-- Start of INFORMATION SUPPLIED --
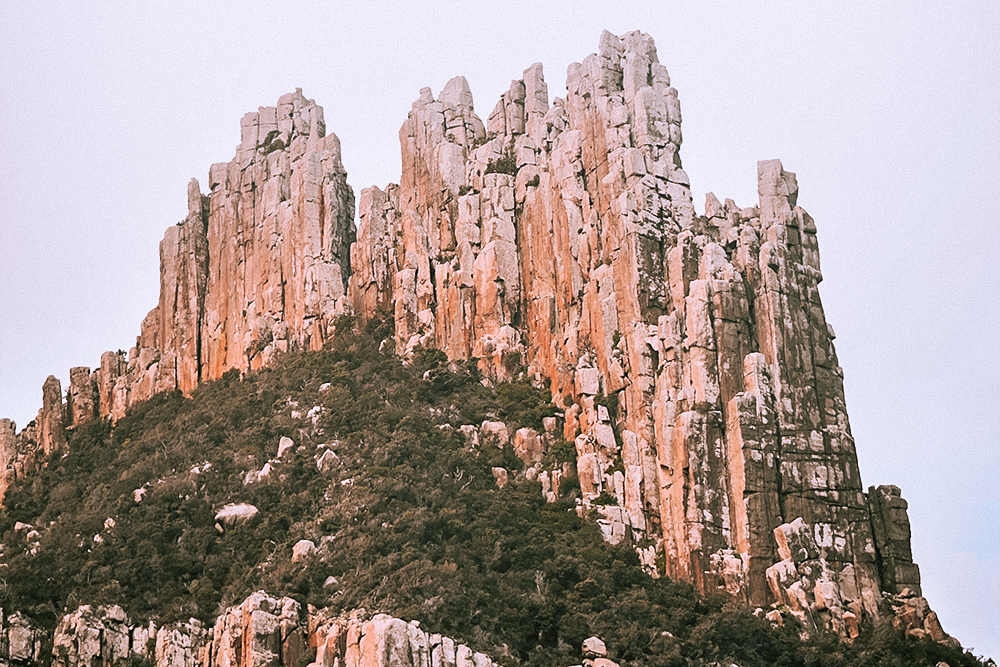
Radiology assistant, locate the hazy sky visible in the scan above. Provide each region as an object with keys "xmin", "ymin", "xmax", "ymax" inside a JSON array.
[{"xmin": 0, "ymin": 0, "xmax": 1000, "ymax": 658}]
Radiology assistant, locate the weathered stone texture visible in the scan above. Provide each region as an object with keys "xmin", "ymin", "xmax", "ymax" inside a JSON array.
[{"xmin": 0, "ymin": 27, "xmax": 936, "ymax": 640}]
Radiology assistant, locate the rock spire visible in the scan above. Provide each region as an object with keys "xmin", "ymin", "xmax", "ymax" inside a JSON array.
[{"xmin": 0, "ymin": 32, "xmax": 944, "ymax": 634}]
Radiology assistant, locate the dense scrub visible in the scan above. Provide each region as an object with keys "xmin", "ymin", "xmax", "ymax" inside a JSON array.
-- End of INFORMATION SUPPLIED --
-- Start of INFORMATION SUPPLIED --
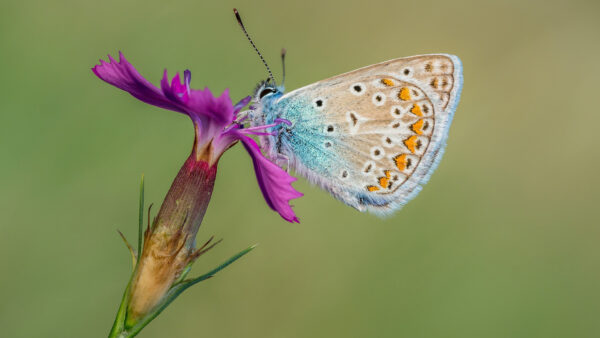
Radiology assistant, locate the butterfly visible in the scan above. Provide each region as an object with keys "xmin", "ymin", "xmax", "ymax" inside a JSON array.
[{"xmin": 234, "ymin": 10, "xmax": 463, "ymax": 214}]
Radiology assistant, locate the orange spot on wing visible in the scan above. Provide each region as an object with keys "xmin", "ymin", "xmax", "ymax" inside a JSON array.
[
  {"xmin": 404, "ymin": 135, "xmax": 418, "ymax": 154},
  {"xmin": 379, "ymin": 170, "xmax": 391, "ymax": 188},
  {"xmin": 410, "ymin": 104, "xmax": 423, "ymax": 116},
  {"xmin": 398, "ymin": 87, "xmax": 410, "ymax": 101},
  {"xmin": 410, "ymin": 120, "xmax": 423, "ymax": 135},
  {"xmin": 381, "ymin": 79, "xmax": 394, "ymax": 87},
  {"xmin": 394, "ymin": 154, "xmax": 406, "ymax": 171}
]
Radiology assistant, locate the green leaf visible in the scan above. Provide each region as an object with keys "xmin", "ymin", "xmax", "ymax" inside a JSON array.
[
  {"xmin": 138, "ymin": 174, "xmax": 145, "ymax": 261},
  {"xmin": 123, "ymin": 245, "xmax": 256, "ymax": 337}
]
-- End of INFORMATION SUPPLIED --
-- Start of INFORMATION SUPPLIED --
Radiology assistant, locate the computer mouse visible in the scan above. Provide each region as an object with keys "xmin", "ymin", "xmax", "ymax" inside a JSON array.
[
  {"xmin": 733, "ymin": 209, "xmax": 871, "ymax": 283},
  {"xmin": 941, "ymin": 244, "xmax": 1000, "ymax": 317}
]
-- End of INFORMATION SUPPLIED --
*PROBLEM DESCRIPTION*:
List every line in the data above that contains the string "computer", copying each such line in full. Treat the match as case-sensitive.

*EXERCISE RESULT*:
Radiology assistant, locate the computer mouse visible in the scan above. Provide each region as an object with keys "xmin", "ymin", "xmax", "ymax" inside a JSON array.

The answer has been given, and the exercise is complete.